→ 任务目标
把下列所有行以 Markdown 表格输出，两列分别命名为“序号”和“内容”，空行略去，图片不要写进答案。

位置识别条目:
# # # # #

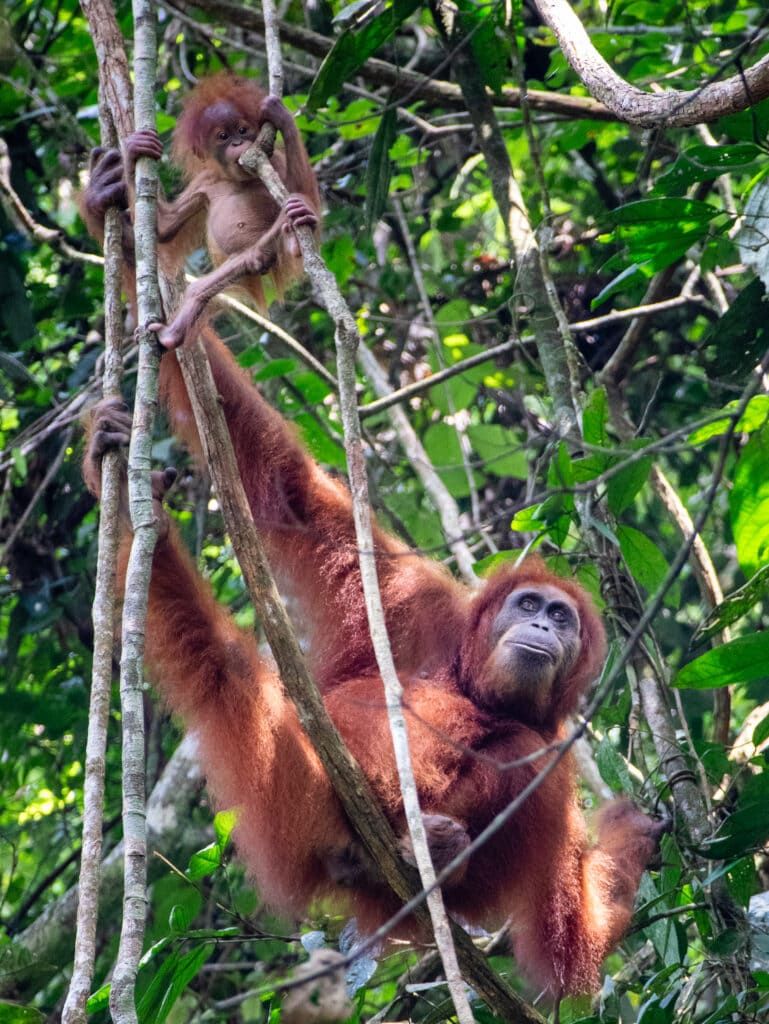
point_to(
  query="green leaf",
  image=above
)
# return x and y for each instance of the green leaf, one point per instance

# # # # #

→ 任务答案
| 序号 | 内容 |
|---|---|
| 1 | point_to( |
| 2 |   query="green leaf", |
| 3 |   image=above |
| 4 | ) |
| 5 | # return x and y for each instance of the green leaf, one point per instance |